Ensemble Theatre presents DREAM HOME written and directed by David Williamson, at the Ensemble Theatre, Kirribilli.

This is a catch-up post. I saw this production in early February.

DREAM HOME, by David Williamson, is a new Australian play. What was interesting, when reading about this play and its conceptual inspiration, was that it appeared to be about the not uncommon problem of new home owners, who after purchasing and moving into what they believe to be a dream home, instead, find it a nightmare, surrounded by neighbours that can make living there a catastrophe, a hell. We all have similar stories in the expanded web of our network of family and friends. Backpackers in Coogee, next door, on limited rental deals, part of my dread dilemma of daily living in my otherwise Dream Home! Mr Williamson mentioned his own family had participated in telling personal journeys of this modern dilemma, and that that had provided an inspiration point.

Paul (Guy Edmonds), an out of work composer and his new, heavily pregnant wife, Dana (Haiha Le), an up-and-coming director of Commercials, have bought and moved into an apartment in a small block of ‘flats’ in an old style building (Set & Costume Design by Marissa Dale-Johnson). In the living room we watch Guy meet the neighbours:  Sam (Justin Stewart Cotter), a Lebanese/Australian, working as a security entrepreneur – exhibiting all the stereo-typical ‘racial’ profiling in Mr Williamson’s creation: a physical bully, obsessed with sex and a preening self and all of its ‘haunting’ insecurities, including, notably, his wife, Colette (Libby Monroe), a nearly played-out ‘Cougar’ on the prowl for an alternative to her husband, who happens to be an ex-partner of Paul’s – yikes, what a co-incidence. Henry (Alan Flower), a sexually inadequate married to a sexually insatiable airline worker, Cynthia (Olivia Pigeot), and Wilma (Katrina Foster), a senior with a penchant for kleptomania and the odd suburban scam in the guise of good-neighbourliness.

Excerpts from location labeling data –
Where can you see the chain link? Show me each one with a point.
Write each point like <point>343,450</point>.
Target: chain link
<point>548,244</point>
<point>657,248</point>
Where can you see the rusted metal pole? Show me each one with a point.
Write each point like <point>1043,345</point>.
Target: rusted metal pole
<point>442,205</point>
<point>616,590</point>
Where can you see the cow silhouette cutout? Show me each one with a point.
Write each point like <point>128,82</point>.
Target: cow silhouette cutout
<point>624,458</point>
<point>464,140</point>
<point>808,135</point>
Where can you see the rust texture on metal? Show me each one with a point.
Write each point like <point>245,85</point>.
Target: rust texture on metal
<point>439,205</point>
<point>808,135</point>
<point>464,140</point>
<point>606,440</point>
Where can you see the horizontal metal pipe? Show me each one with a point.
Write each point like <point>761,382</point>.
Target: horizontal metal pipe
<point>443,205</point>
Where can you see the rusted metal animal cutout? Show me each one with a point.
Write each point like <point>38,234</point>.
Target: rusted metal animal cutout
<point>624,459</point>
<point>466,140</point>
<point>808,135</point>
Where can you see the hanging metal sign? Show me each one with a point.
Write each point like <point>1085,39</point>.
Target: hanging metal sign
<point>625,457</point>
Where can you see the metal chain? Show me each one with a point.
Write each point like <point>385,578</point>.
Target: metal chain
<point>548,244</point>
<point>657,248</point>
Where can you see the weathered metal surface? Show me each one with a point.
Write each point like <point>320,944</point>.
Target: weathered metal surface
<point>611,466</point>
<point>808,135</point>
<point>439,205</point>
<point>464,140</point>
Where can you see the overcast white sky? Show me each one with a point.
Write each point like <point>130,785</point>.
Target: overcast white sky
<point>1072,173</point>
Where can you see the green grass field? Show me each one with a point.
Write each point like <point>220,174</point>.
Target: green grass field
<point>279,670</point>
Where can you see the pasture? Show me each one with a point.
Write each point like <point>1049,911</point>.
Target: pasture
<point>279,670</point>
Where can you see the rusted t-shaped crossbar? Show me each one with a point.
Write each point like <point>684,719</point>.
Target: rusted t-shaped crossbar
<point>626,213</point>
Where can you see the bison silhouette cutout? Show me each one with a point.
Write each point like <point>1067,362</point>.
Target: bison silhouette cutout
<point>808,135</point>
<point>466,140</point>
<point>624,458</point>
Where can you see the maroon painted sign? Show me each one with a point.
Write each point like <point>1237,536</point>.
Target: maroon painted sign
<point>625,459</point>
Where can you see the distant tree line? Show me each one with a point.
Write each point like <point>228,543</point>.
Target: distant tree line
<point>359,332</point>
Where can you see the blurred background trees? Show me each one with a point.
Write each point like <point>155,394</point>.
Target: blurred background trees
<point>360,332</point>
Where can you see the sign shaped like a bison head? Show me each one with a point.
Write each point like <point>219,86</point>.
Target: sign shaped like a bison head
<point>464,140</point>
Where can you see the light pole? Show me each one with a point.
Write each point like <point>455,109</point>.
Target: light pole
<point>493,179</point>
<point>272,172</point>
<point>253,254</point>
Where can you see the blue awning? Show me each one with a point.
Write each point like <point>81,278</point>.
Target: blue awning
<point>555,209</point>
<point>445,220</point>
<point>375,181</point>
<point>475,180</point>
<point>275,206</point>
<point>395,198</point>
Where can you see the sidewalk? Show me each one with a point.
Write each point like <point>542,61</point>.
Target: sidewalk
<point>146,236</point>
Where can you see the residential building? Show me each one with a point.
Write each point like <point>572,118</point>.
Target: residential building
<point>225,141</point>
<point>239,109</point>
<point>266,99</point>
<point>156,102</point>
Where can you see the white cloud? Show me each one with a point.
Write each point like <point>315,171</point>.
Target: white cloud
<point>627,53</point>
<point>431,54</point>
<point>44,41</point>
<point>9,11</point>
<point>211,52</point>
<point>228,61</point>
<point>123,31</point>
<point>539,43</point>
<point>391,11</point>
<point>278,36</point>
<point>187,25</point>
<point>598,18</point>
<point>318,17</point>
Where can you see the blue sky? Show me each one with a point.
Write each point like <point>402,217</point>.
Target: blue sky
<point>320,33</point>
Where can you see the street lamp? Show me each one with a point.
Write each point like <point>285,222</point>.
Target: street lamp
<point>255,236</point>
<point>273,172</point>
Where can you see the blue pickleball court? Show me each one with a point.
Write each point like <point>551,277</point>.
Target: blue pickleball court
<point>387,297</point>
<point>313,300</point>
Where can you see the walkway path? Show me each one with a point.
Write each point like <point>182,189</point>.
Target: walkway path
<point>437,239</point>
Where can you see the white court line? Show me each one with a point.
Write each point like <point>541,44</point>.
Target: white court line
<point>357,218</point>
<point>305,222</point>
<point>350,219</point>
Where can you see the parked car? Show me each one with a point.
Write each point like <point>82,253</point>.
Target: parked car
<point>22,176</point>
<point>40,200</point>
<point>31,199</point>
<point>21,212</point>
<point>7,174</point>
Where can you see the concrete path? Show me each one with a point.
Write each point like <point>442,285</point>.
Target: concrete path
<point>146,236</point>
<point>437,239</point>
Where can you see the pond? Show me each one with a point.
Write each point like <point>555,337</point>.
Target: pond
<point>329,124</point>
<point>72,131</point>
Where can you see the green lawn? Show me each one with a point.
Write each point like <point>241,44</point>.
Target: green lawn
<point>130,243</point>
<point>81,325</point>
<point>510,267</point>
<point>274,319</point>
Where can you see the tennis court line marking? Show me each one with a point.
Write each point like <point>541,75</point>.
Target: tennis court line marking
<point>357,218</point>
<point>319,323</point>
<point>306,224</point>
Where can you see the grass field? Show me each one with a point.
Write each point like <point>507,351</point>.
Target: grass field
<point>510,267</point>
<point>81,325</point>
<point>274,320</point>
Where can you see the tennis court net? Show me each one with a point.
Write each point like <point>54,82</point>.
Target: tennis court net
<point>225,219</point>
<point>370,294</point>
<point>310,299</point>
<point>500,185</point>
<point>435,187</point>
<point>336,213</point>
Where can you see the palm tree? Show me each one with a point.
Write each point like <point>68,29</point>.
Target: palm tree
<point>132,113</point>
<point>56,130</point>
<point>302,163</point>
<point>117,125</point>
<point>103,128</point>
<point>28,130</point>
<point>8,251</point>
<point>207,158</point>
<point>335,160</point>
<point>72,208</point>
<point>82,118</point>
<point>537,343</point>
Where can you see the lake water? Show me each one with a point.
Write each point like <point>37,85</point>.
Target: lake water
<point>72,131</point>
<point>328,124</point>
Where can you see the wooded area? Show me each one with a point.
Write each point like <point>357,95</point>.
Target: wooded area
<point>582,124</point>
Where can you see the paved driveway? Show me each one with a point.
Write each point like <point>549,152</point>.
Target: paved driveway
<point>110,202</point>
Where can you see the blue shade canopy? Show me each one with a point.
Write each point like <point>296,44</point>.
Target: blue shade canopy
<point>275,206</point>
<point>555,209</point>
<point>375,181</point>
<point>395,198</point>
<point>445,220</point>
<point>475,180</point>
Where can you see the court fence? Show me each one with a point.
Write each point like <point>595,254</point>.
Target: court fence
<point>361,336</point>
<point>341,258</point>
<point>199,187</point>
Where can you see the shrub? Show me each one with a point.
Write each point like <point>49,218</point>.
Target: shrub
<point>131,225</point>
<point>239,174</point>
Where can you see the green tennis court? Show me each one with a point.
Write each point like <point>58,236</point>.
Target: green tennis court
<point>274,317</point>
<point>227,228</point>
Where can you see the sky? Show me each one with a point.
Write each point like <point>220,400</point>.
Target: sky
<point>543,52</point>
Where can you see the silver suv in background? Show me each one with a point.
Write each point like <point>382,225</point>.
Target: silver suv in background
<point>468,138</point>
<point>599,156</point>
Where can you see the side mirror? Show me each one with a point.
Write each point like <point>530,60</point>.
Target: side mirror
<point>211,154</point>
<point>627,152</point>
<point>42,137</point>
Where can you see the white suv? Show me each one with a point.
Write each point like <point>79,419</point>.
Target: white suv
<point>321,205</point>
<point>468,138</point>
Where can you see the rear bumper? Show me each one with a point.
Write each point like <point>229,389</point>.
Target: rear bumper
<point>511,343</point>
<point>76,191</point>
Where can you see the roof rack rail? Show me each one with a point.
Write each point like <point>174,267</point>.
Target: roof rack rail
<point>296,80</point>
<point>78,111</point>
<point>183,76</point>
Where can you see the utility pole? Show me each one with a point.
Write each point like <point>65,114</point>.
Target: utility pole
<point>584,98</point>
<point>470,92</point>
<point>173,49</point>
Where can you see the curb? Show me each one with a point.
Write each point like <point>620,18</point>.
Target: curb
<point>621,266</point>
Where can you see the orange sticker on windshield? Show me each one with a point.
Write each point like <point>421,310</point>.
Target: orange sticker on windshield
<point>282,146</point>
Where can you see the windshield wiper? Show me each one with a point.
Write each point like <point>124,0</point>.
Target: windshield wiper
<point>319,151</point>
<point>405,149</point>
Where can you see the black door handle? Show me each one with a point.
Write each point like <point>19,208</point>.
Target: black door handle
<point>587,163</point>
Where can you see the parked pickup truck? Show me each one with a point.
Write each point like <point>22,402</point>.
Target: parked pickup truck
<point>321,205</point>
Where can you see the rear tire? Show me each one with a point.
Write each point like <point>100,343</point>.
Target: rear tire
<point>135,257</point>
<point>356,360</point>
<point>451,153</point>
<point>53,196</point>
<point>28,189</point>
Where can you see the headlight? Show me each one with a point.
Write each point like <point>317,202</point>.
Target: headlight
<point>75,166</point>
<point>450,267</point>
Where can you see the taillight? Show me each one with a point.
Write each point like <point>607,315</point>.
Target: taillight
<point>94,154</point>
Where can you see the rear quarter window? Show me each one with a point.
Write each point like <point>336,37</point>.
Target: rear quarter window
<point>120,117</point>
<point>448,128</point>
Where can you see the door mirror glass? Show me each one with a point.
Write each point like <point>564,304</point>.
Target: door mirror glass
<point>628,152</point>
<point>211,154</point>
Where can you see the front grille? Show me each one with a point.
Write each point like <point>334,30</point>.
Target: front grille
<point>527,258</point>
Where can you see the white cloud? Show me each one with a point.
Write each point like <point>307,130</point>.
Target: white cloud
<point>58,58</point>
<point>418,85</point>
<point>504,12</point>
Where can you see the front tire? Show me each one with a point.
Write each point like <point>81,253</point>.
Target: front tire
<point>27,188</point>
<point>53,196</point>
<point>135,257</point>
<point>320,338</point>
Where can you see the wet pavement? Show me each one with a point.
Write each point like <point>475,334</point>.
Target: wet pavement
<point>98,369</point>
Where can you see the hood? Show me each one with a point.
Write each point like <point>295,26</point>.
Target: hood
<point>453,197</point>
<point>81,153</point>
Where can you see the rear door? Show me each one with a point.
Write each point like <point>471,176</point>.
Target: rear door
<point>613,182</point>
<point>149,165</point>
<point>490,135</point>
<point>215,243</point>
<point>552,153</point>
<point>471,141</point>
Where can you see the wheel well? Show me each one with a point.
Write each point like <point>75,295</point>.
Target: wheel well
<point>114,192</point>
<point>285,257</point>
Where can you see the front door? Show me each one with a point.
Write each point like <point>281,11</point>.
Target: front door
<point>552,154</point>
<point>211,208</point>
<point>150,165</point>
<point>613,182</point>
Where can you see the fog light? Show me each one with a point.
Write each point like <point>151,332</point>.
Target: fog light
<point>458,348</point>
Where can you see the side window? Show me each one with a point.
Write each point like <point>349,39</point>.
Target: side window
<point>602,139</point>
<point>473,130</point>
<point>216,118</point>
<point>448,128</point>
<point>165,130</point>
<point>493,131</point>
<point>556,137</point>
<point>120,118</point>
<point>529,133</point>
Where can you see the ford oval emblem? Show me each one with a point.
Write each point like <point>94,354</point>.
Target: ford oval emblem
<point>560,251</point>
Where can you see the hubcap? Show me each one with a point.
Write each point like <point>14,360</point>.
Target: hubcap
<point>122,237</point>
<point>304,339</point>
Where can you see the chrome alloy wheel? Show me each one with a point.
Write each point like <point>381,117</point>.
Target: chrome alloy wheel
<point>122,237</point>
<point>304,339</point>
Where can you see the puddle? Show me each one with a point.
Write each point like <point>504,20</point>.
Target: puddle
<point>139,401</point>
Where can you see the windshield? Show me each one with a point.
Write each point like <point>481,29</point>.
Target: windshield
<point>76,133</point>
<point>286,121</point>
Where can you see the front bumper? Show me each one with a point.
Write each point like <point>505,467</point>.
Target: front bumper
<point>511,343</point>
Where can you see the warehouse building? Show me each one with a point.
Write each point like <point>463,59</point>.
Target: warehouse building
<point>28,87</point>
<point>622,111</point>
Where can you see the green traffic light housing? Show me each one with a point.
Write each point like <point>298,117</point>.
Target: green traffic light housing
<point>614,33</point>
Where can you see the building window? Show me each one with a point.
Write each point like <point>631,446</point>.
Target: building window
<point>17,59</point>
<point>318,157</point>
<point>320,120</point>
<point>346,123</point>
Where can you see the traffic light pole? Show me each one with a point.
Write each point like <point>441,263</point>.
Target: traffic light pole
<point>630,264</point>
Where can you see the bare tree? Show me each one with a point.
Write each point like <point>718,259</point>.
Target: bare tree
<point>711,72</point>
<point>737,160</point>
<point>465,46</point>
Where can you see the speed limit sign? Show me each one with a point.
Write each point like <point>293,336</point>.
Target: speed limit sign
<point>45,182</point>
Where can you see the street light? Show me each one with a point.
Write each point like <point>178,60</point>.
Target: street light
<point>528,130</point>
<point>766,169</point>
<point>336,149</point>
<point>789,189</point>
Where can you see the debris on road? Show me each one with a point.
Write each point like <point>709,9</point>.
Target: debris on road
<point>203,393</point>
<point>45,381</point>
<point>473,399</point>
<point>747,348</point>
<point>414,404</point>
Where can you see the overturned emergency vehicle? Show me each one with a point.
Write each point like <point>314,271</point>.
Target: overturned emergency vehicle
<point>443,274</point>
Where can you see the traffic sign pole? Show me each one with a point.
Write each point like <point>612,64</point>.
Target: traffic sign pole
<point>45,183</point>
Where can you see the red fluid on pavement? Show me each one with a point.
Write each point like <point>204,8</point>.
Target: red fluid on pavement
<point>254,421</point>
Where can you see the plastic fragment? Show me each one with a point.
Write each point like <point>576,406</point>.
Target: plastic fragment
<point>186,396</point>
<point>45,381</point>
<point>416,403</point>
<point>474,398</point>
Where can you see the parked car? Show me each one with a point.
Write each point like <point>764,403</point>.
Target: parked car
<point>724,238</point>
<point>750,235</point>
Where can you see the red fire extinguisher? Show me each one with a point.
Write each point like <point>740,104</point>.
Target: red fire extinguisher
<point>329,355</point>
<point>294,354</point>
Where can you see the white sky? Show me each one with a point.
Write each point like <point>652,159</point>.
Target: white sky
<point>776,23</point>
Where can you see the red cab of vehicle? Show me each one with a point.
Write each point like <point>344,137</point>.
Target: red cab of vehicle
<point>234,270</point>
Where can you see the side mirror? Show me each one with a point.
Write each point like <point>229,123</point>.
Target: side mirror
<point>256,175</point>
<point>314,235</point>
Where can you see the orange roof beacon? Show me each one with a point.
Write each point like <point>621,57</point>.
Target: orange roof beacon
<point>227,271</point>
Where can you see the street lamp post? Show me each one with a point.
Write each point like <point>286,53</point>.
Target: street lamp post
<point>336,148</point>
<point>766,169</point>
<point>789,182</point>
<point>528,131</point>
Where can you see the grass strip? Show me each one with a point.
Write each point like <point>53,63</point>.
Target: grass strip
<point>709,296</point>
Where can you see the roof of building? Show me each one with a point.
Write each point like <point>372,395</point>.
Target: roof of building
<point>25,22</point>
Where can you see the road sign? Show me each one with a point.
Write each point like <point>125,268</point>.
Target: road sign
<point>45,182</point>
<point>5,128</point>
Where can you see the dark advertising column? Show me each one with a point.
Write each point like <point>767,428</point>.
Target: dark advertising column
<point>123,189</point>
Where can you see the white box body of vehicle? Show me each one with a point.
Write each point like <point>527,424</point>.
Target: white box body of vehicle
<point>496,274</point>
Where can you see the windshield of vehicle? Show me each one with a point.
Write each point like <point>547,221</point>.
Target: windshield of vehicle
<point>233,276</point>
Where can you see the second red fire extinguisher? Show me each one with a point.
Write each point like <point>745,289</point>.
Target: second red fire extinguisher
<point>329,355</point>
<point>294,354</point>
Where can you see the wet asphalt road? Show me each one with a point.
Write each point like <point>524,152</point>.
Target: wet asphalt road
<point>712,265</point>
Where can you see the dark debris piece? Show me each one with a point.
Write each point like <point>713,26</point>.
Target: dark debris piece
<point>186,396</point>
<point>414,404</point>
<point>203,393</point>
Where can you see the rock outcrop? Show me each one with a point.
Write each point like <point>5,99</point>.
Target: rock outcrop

Required work –
1: Copy the passage of the Dream Home review between "This is a catch-up" and "an inspiration point.", inclusive.
2: According to the Dream Home review, who did the set and costume design for the production?
3: Pick up the Dream Home review where it stops and keep writing it.
Nothing in the records is required to complete the tasks.

In response –
1:
This is a catch-up post. I saw this production in early February.

DREAM HOME, by David Williamson, is a new Australian play. What was interesting, when reading about this play and its conceptual inspiration, was that it appeared to be about the not uncommon problem of new home owners, who after purchasing and moving into what they believe to be a dream home, instead, find it a nightmare, surrounded by neighbours that can make living there a catastrophe, a hell. We all have similar stories in the expanded web of our network of family and friends. Backpackers in Coogee, next door, on limited rental deals, part of my dread dilemma of daily living in my otherwise Dream Home! Mr Williamson mentioned his own family had participated in telling personal journeys of this modern dilemma, and that that had provided an inspiration point.

2: Marissa Dale-Johnson

3:
This is, I understand, in the words of Mr Williamson, ‘a light comedy’. And it is light in all ways except for the heavy respect for the demeaning comic cliche. DREAM HOME sounds often, and acts out, relentlessly, as if it were an episode from a seventies television sit-com e.g. MAN ABOUT THE HOUSE (1973 -1976) or its American version ‘THREE’S COMPANY’ (1977 -1984), or even more sadly, a comic sketch show such as THE BENNY HILL SHOW. For, so badly are the women viewed and motivated by the writer as mechanisms for the comedy in DREAM HOME (though the men, too, are no less antediluvian in their creation) that I often winced with shock that this was what was on show in a theatre in 2015, and was a new play, and being appreciated and laughed with, without much protest. The Ensemble Theatre is built on the waterfront and this production felt, embarrassingly, in the interval, for me, like an end-of-pier waterfront comic postcard from yesteryear – you know the Carry-On movie jokes and caricature drawings. While, I must also add, that the second act, with its many short scenes, seemed to need some urgent structural re-writing. Perhaps, having Mr Williamson also direct his own play did not give him the eye or ear of acute discernment, or the time, to be able to detect and repair the writing.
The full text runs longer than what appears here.